### Required actions:
**a.** List every heading in the summary of the surface diffusion potential mapping paper, from the title down.
**b.** Extend the summary of the surface diffusion potential mapping paper, picking up after its last sentence.

### Quoted text:

* start *

# Towards surface diffusion potential mapping on atomic length scale

**Authors:** Renan Villarreal, Christopher J. Kirkham, Alessandro Scarfato, David, R. Bowler, Christoph Renner

arXiv: 1812.02512 · 2019-05-28

## TL;DR

This paper introduces an atomic force microscopy method to map surface diffusion potentials at the atomic scale, providing a new experimental approach to measure energy barriers relevant for processes like catalysis and self-assembly.

## Contribution

It presents a novel AFM-based technique for semiquantitative mapping of surface diffusion potentials on atomic length scales, bridging a gap in experimental measurement capabilities.

* end *

### Excerpted records:

* start *

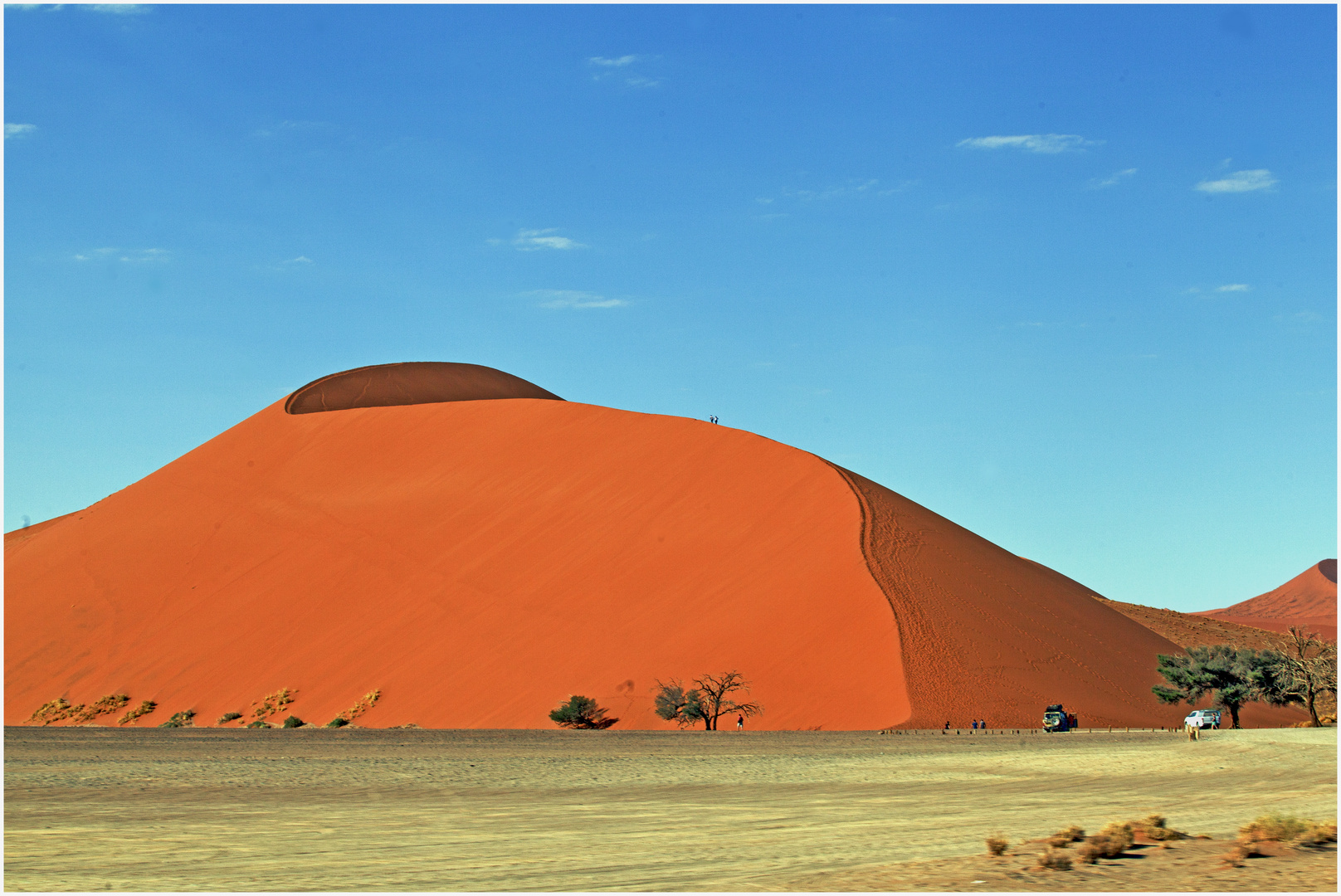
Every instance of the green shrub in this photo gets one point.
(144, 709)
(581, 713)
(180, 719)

* end *
* start *

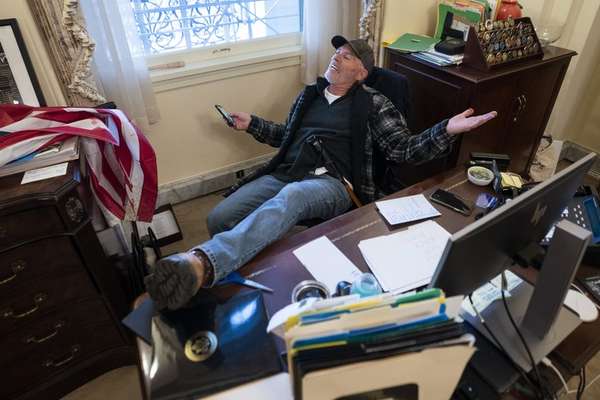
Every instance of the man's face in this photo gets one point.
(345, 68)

* end *

### Outputs in order:
**a.**
Towards surface diffusion potential mapping on atomic length scale
TL;DR
Contribution

**b.**
## Key findings

- AFM damping signal correlates with energy barrier lowering
- Method can compare experimental data with theoretical diffusion barriers
- Proof of concept demonstrated on atomic scale surfaces

## Abstract

The surface diffusion potential landscape plays an essential role in a number of physical and chemical processes such as self-assembly and catalysis. Diffusion energy barriers can be calculated theoretically for simple systems, but there is currently no experimental technique to systematically measure them on the relevant atomic length scale. Here, we introduce an atomic force microscopy based method to semiquantitatively map the surface diffusion potential on an atomic length scale. In this proof of concept experiment, we show that the atomic force microscope damping signal at constant frequency-shift can be linked to nonconservative processes associated with the lowering of energy barriers and compared with calculated single-atom diffusion energy barriers.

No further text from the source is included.